França assume desvio nas contas e quer mais tempo para cumprir défice
Paris invoca “circunstâncias excepcionais” para abrandar ritmo de redução do défice. Rompuy junta-se a Draghi a defender flexibilização orçamental na zona euro.
Enquanto Jean Claude Juncker apresentava em Bruxelas o novo figuro da próxima Comissão Europeia, o ministro francês das Finanças, Michel Sapin, dava em Paris o primeiro passo de um dossier que começa a agitar o debate na zona euro e que ocupará o novo executivo comunitário: a flexibilização das metas orçamentais.
França prevê que o défice público se situe este ano em 4,4% do PIB, acima dos 3,8% projectados (e que já foram revistos face ao objectivo inicial inscrito na lei do orçamento, de 3,6%). Paris diz haver circunstâncias excepcionais para reduzir o ritmo de correcção do défice. E como o esforço de consolidação abranda, o objectivo de atingir um défice de 3% é adiado em dois anos, de 2015 para 2017.
“Eficácia não significa procurar alcançar objectivo do défice inicial por todos os meios e a todo o custo. Eficácia não significa tomar medidas que agravem o fraco crescimento e abrandem ainda mais a inflação”, afirmou o novo ministro das Finanças de Manuel Valls. Esta é a terceira vez que a meta de 2014 é revista.

__MATERIAL EXTRAÍDO__.
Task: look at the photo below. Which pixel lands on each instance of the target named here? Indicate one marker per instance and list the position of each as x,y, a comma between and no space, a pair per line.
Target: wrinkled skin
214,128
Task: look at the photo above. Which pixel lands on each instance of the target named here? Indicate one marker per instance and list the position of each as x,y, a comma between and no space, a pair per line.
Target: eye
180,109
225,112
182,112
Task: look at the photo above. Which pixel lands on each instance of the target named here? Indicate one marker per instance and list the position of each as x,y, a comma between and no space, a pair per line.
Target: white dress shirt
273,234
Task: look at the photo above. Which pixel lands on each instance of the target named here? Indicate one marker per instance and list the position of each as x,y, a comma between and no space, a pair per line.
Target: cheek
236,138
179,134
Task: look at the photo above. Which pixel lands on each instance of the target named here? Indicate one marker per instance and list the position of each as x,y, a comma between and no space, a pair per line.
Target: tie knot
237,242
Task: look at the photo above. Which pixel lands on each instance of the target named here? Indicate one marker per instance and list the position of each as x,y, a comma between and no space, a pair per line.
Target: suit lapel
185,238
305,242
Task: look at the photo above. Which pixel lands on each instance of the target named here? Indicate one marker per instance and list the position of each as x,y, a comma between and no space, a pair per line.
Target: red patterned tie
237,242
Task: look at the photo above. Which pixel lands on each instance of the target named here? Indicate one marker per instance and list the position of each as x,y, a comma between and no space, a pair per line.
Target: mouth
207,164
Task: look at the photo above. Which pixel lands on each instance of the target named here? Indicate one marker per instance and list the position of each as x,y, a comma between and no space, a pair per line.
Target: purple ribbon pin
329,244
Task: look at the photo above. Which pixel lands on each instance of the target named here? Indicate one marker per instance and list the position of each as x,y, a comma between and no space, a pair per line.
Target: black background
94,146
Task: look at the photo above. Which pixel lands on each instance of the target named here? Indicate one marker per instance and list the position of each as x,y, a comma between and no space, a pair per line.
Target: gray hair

__PARTES DO EXERCÍCIO__.
1. Responda com base no texto sobre o défice francês:
(a) Como se chama o ministro francês das Finanças?
(b) Que valor do PIB prevê França para o défice público este ano?
(c) Quantas vezes foi revista a meta de 2014?
2. Reproduza, por favor, o trecho do texto sobre o défice francês entre "Enquanto Jean Claude" e "das metas orçamentais.", inclusive, sem qualquer alteração.

__RESPOSTAS NUMERADAS__.
1.
(a) Michel Sapin.
(b) 4,4% do PIB.
(c) Três vezes.

2.
Enquanto Jean Claude Juncker apresentava em Bruxelas o novo figuro da próxima Comissão Europeia, o ministro francês das Finanças, Michel Sapin, dava em Paris o primeiro passo de um dossier que começa a agitar o debate na zona euro e que ocupará o novo executivo comunitário: a flexibilização das metas orçamentais.